Referring expression pointing data:
= = = =
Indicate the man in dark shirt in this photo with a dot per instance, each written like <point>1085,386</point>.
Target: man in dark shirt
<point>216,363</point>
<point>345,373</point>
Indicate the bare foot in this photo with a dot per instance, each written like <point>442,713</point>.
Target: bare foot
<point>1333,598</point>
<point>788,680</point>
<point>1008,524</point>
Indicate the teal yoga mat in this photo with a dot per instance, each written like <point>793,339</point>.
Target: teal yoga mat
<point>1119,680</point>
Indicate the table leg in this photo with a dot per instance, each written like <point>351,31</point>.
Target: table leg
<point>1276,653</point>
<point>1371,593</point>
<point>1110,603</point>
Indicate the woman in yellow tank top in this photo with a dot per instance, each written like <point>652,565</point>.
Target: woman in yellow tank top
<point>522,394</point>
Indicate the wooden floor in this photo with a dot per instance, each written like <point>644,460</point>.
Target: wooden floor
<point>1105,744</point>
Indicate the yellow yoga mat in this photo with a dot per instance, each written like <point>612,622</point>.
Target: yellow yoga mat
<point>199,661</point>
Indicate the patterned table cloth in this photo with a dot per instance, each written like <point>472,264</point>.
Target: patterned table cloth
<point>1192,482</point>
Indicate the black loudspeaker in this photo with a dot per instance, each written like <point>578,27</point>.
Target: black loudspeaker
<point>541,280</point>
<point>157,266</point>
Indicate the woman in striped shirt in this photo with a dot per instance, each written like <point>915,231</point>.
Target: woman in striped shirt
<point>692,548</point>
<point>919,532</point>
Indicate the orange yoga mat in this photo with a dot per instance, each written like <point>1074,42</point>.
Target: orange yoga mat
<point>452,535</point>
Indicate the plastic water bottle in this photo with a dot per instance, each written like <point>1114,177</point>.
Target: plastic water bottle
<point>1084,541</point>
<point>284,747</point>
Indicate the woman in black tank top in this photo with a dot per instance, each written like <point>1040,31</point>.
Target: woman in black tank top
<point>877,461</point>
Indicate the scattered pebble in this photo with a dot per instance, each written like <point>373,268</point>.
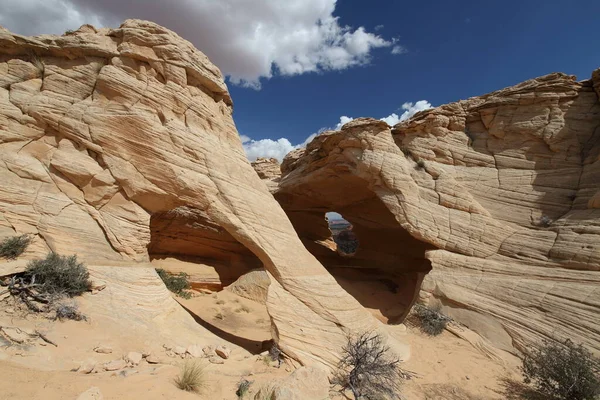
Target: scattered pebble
<point>115,365</point>
<point>103,349</point>
<point>223,351</point>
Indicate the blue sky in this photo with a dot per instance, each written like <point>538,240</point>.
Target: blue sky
<point>455,50</point>
<point>315,61</point>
= = = =
PROBLEM:
Each entry is to be output exactly, and no picture is to appear.

WRITTEN SOLUTION:
Indicate the man in dark shirt in this photo with a dot per instance, each written like <point>1085,386</point>.
Target: man in dark shirt
<point>216,363</point>
<point>345,373</point>
Indicate the bare foot in this photo with a dot per instance, each written like <point>442,713</point>.
Target: bare foot
<point>1333,598</point>
<point>788,680</point>
<point>1008,524</point>
Indicate the teal yoga mat in this photo with a dot per instance, each written like <point>793,339</point>.
Target: teal yoga mat
<point>1119,680</point>
Indicate the table leg in this photo with a dot per instance, each written like <point>351,31</point>.
Target: table leg
<point>1276,653</point>
<point>1371,593</point>
<point>1110,603</point>
Indicate the woman in yellow tank top in this photo with a dot per instance, each written like <point>652,565</point>.
Target: woman in yellow tank top
<point>522,394</point>
Indicate the wooden floor in this photo with a dot per instance, each written like <point>644,460</point>.
Target: wooden floor
<point>1105,744</point>
Indicate the yellow yoga mat in this photo with a dot per instance, each written like <point>612,622</point>.
Target: yellow yoga mat
<point>199,661</point>
Indicate the patterned table cloth in this photo with a dot per instance, each written like <point>472,264</point>.
Target: patterned table cloth
<point>1192,482</point>
Indicate the black loudspeaker in this photo with a dot per instance, each written like <point>578,27</point>.
Target: black loudspeaker
<point>541,280</point>
<point>157,266</point>
Indicate the woman in striped shirt in this photo with a dot per instance, each written like <point>915,231</point>.
Target: woman in striped shirt
<point>692,548</point>
<point>919,532</point>
Indicate the orange yoga mat in this photo with a dot per instance, each written like <point>1074,42</point>.
Target: orange yoga mat
<point>452,535</point>
Indicate the plastic water bottle in this photo with a dot per instance, each written like <point>1114,177</point>.
Target: plastic water bottle
<point>1084,541</point>
<point>284,747</point>
Indicate the woman in black tank top in this photo with a dot per instance, each written like <point>1040,31</point>.
Target: woman in black tank top
<point>877,461</point>
Indicate the scattered pebble in this photo with a dot per instance, each written like <point>373,268</point>.
Target: scattered pebble
<point>115,365</point>
<point>103,349</point>
<point>223,351</point>
Indicate the blue sky in this photo with a dot per instance, each written like <point>538,240</point>.
Target: blue sky
<point>455,50</point>
<point>315,61</point>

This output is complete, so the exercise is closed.